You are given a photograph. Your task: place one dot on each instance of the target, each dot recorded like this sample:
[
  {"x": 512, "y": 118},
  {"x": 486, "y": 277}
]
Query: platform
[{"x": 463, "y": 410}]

---+---

Identify every line in the data above that contains the word "photograph" and reproduce each such line in full.

ANSWER TO THIS TASK —
You are given a photograph. Your task: place one dot on each instance of the target, each dot recorded like this sample:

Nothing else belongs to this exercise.